List each line of the listing below that contains the string "pixels", copying every such line in full.

== == ==

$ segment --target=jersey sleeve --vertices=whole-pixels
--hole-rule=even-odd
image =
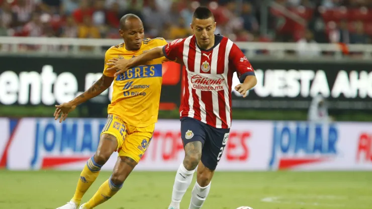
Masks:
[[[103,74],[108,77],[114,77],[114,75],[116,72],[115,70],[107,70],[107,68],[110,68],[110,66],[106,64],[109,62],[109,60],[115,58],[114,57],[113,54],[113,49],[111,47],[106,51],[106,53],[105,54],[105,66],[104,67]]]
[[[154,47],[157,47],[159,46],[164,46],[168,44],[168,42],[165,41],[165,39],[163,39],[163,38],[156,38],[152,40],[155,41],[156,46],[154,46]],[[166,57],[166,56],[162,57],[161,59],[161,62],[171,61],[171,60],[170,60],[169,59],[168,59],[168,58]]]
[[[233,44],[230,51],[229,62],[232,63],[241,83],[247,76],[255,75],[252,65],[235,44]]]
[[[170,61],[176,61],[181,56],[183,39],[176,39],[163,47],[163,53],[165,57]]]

== == ==

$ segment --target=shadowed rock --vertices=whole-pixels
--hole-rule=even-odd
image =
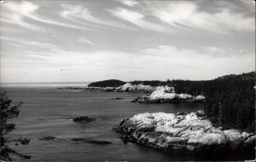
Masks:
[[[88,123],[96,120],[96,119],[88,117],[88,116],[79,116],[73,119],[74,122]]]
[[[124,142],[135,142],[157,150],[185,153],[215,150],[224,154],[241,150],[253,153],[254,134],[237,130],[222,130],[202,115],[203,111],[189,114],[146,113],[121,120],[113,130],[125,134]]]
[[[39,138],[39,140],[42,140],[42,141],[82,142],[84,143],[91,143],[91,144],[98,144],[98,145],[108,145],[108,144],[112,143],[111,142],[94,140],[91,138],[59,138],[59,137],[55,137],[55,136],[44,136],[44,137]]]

== == ==

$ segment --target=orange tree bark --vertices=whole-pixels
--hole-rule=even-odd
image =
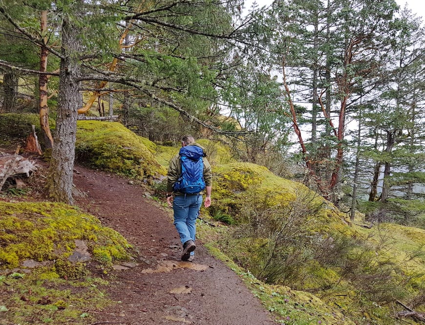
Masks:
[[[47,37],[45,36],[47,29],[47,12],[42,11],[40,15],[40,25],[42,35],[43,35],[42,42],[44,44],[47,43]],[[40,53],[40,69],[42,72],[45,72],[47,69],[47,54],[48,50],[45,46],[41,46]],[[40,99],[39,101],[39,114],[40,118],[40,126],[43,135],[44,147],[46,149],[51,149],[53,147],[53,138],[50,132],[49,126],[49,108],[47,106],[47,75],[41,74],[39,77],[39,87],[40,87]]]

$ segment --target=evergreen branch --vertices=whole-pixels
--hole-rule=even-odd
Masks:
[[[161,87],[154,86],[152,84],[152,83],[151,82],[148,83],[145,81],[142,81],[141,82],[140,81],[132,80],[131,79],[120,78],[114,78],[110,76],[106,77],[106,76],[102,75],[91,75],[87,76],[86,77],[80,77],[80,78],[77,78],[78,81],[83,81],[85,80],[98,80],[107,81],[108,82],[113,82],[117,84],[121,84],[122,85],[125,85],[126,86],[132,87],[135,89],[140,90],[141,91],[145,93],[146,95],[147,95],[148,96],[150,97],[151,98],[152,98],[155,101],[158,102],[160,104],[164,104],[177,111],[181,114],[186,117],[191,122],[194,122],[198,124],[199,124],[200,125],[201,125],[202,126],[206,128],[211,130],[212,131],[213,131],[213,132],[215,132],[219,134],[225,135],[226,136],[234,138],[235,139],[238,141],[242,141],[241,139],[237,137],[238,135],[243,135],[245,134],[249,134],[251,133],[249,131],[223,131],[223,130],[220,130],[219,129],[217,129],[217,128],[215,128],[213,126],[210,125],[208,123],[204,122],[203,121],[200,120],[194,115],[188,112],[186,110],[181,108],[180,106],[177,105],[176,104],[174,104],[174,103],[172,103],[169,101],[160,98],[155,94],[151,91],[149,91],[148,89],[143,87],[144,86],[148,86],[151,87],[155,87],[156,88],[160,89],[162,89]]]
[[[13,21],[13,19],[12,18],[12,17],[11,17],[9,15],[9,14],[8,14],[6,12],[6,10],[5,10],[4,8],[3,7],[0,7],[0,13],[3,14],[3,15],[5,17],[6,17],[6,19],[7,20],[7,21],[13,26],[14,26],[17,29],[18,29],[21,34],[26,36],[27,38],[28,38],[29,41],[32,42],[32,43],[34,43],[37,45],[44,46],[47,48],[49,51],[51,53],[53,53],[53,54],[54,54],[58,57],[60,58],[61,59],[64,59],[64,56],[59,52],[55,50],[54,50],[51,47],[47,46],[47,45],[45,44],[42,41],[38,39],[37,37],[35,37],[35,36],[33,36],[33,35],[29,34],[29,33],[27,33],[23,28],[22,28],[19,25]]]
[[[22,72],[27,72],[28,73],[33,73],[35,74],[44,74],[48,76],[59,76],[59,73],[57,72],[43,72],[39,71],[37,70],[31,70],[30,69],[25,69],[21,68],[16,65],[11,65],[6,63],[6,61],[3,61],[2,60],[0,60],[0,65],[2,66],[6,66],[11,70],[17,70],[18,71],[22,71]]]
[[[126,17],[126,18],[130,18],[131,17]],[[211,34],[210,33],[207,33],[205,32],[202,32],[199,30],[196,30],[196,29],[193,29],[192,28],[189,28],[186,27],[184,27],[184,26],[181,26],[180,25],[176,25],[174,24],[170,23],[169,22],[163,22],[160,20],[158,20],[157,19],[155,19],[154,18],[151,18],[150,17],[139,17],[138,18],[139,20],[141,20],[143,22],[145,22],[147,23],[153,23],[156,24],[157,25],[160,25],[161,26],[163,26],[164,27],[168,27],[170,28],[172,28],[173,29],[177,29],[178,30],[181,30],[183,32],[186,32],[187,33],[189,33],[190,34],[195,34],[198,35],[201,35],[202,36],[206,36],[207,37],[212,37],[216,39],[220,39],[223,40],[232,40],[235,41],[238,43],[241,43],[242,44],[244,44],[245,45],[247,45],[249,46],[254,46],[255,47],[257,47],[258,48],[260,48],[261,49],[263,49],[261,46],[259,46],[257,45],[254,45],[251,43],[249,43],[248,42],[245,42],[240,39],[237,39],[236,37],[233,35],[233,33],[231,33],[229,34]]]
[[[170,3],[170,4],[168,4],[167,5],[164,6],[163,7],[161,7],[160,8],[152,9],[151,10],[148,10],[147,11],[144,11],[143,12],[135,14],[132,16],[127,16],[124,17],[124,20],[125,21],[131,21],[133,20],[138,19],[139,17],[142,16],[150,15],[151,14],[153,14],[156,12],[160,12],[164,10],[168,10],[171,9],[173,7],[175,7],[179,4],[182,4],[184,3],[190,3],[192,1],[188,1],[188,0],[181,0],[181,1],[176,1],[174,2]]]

== == ==

:: CORRECT ANSWER ::
$ segment --target=jersey sleeve --vertices=whole-pixels
$ segment --target=shadowed rock --vertices=whole-pixels
$ segment --target=orange tree bark --vertices=whole-pixels
$ segment --target=evergreen branch --vertices=whole-pixels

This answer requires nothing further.